▸ **EXTRACTED MATERIAL**:

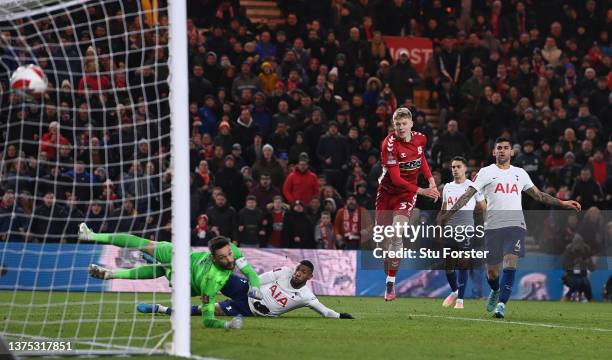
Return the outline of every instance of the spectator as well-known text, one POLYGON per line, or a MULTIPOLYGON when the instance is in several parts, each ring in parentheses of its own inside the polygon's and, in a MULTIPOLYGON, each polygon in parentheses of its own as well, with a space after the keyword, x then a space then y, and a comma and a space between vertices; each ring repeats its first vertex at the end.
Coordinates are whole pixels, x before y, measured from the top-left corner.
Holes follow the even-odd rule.
POLYGON ((493 93, 491 105, 485 109, 483 125, 489 140, 499 137, 505 129, 514 131, 517 128, 514 112, 502 102, 501 94, 493 93))
POLYGON ((455 156, 466 157, 469 151, 468 139, 459 132, 457 120, 451 119, 446 124, 446 132, 434 143, 431 149, 431 159, 440 166, 455 156))
POLYGON ((221 121, 219 123, 219 133, 215 136, 213 144, 215 146, 221 146, 221 156, 227 155, 232 151, 233 142, 232 135, 230 133, 230 124, 227 121, 221 121))
POLYGON ((208 216, 200 214, 196 220, 196 226, 191 231, 191 246, 207 246, 216 234, 208 228, 208 216))
POLYGON ((108 224, 106 222, 108 211, 105 205, 100 200, 95 200, 87 211, 85 222, 93 232, 108 232, 108 224))
POLYGON ((228 194, 227 200, 231 206, 240 208, 244 203, 246 189, 244 179, 240 170, 236 169, 234 156, 225 156, 224 167, 215 174, 215 185, 221 187, 223 192, 228 194))
POLYGON ((232 145, 231 155, 234 157, 234 167, 236 169, 242 169, 243 167, 247 166, 246 162, 242 158, 242 146, 240 146, 240 144, 235 143, 232 145))
POLYGON ((291 203, 300 200, 302 204, 309 202, 313 196, 319 196, 319 182, 308 169, 307 154, 300 154, 297 166, 285 179, 283 195, 291 203))
POLYGON ((35 174, 29 169, 28 163, 24 159, 18 158, 9 165, 8 171, 4 174, 2 185, 5 189, 13 189, 16 192, 32 192, 35 187, 35 174))
POLYGON ((321 213, 321 218, 314 227, 314 237, 317 249, 336 250, 336 236, 329 211, 321 213))
POLYGON ((565 165, 559 169, 558 182, 560 185, 571 188, 574 185, 574 180, 580 175, 580 165, 576 164, 576 157, 571 151, 566 152, 563 159, 565 165))
POLYGON ((259 133, 263 135, 264 139, 267 139, 274 130, 274 125, 272 122, 272 114, 270 114, 270 111, 266 107, 266 96, 264 93, 258 92, 255 94, 251 115, 253 116, 255 125, 257 125, 259 129, 259 133))
POLYGON ((150 177, 146 176, 142 165, 134 161, 127 173, 121 177, 121 193, 132 194, 135 198, 135 206, 139 212, 147 212, 155 208, 154 203, 158 201, 156 194, 158 189, 150 177))
POLYGON ((0 239, 24 241, 27 228, 25 211, 15 202, 15 193, 6 191, 0 202, 0 239))
POLYGON ((314 223, 304 213, 301 200, 293 201, 291 210, 283 218, 283 247, 313 249, 314 223))
MULTIPOLYGON (((276 48, 274 49, 274 51, 276 51, 276 48)), ((272 70, 272 64, 270 62, 265 61, 263 64, 261 64, 261 72, 259 73, 257 78, 259 79, 259 83, 261 84, 261 91, 263 91, 264 94, 266 94, 267 96, 272 95, 274 92, 274 87, 276 86, 276 82, 278 81, 278 77, 276 76, 276 73, 272 70)))
POLYGON ((355 192, 357 204, 366 210, 374 209, 374 198, 368 193, 368 183, 362 181, 357 183, 357 191, 355 192))
MULTIPOLYGON (((94 190, 94 179, 91 174, 85 169, 85 163, 83 161, 78 161, 74 169, 68 170, 63 175, 71 179, 70 182, 73 183, 76 196, 79 199, 92 198, 91 192, 94 190)), ((128 189, 128 192, 131 192, 130 190, 135 189, 131 187, 130 189, 128 189)))
MULTIPOLYGON (((572 154, 573 155, 573 154, 572 154)), ((550 174, 556 174, 563 166, 565 166, 565 158, 563 156, 563 147, 556 143, 552 154, 549 154, 544 160, 546 170, 550 174)))
POLYGON ((66 210, 56 202, 55 195, 48 192, 34 211, 32 235, 37 241, 62 242, 66 210))
POLYGON ((262 173, 266 172, 270 174, 272 179, 272 185, 279 187, 282 186, 283 178, 285 173, 278 163, 276 156, 274 156, 274 148, 270 144, 266 144, 262 147, 261 155, 255 165, 253 166, 253 177, 255 180, 259 180, 262 173))
POLYGON ((612 170, 610 169, 611 165, 605 161, 603 152, 600 149, 595 150, 589 165, 593 178, 600 186, 603 186, 608 176, 612 174, 612 170))
POLYGON ((238 244, 241 247, 261 247, 264 230, 264 214, 257 207, 257 199, 253 195, 246 198, 246 204, 238 212, 238 244))
POLYGON ((134 206, 132 194, 126 194, 120 208, 115 209, 108 220, 108 231, 111 233, 138 234, 144 229, 144 217, 134 206))
POLYGON ((235 241, 238 228, 236 210, 227 203, 223 191, 213 194, 214 204, 206 210, 208 226, 215 234, 229 237, 235 241))
POLYGON ((546 38, 544 48, 542 49, 542 57, 550 65, 557 66, 561 59, 563 51, 557 47, 557 42, 554 37, 546 38))
POLYGON ((270 137, 270 145, 274 147, 277 154, 289 153, 289 148, 293 143, 293 139, 288 131, 288 126, 285 121, 276 123, 276 130, 270 137))
POLYGON ((306 145, 304 141, 305 141, 304 133, 301 131, 298 131, 295 134, 295 141, 293 142, 293 145, 291 145, 291 148, 289 149, 289 163, 290 164, 297 164, 299 155, 301 153, 308 154, 310 152, 310 149, 308 148, 308 146, 306 145))
POLYGON ((234 101, 240 102, 240 94, 243 90, 248 90, 251 94, 255 94, 261 89, 261 84, 257 76, 251 73, 251 64, 248 61, 243 61, 240 66, 240 75, 236 77, 232 84, 232 97, 234 101))
POLYGON ((272 203, 266 205, 263 220, 266 235, 265 243, 262 245, 271 248, 283 246, 283 222, 288 207, 287 204, 283 204, 283 198, 280 195, 275 196, 272 203))
POLYGON ((68 139, 60 134, 60 125, 57 121, 49 124, 49 131, 40 139, 40 151, 46 152, 49 160, 54 160, 60 145, 70 145, 68 139))
POLYGON ((213 93, 213 85, 204 77, 202 65, 193 66, 192 76, 189 79, 189 101, 201 103, 205 95, 213 93))
MULTIPOLYGON (((259 58, 262 60, 276 58, 276 45, 272 43, 271 39, 272 37, 270 36, 269 31, 263 31, 261 35, 259 36, 259 42, 255 46, 255 52, 257 53, 257 55, 259 55, 259 58)), ((264 68, 264 65, 262 65, 262 69, 263 68, 264 68)), ((260 77, 260 80, 261 80, 261 77, 260 77)))
POLYGON ((580 142, 580 150, 576 152, 576 163, 585 166, 593 156, 593 142, 585 139, 580 142))
POLYGON ((198 116, 200 118, 198 131, 200 134, 209 134, 210 136, 215 136, 217 134, 219 120, 217 118, 215 106, 215 97, 213 95, 206 95, 204 97, 204 106, 198 109, 198 116))
POLYGON ((85 220, 85 214, 77 206, 77 197, 74 194, 68 195, 66 199, 66 227, 64 228, 63 241, 77 242, 79 224, 85 220))
POLYGON ((603 200, 601 187, 593 180, 589 168, 580 170, 580 177, 576 179, 572 188, 572 199, 578 201, 585 209, 597 206, 603 200))
POLYGON ((588 104, 580 105, 578 109, 578 117, 572 121, 572 125, 580 139, 584 138, 588 128, 594 128, 598 131, 602 129, 599 119, 596 116, 591 115, 588 104))
POLYGON ((516 157, 514 165, 523 168, 531 178, 531 181, 538 186, 542 186, 544 180, 544 161, 533 152, 535 143, 526 140, 523 143, 523 153, 516 157))
POLYGON ((342 249, 359 249, 367 240, 368 216, 364 208, 357 204, 354 194, 346 197, 346 206, 338 210, 334 220, 336 243, 342 249))
POLYGON ((280 196, 280 190, 272 185, 270 174, 263 172, 259 175, 259 184, 253 187, 249 195, 255 196, 257 206, 265 211, 267 206, 272 203, 276 196, 280 196))
POLYGON ((346 137, 338 133, 338 123, 329 122, 327 133, 319 140, 317 157, 322 164, 323 174, 336 188, 342 188, 343 174, 349 160, 346 137))
MULTIPOLYGON (((247 148, 253 144, 253 137, 257 133, 261 133, 260 127, 253 119, 251 111, 243 109, 236 120, 236 125, 232 129, 232 138, 243 148, 247 148)), ((265 134, 262 135, 265 137, 265 134)))
POLYGON ((420 78, 410 64, 406 50, 400 51, 397 64, 391 67, 390 79, 391 90, 398 103, 402 104, 406 99, 412 98, 412 90, 419 84, 420 78))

▸ **WHAT IS EXPECTED**: Give the lines again exactly, starting where the entries begin and stopping once the line with "Coordinates are whole" is included; pictures are not copied.

▸ **SOLUTION TO THIS PROBLEM**:
Return the outline of every instance of the spectator as well-known text, one POLYGON per line, or a MULTIPOLYGON when the instance is in several parts, each ring in parentheses of its own inside the polygon's and, in a MULTIPOLYGON, each polygon in parentheses of its own as well, with a space after the keyword, x then a space then y, and a comma and a space between vertices; each ring repeats its first vertex at the end.
Coordinates are whole pixels, x before y, measured from the top-left corner.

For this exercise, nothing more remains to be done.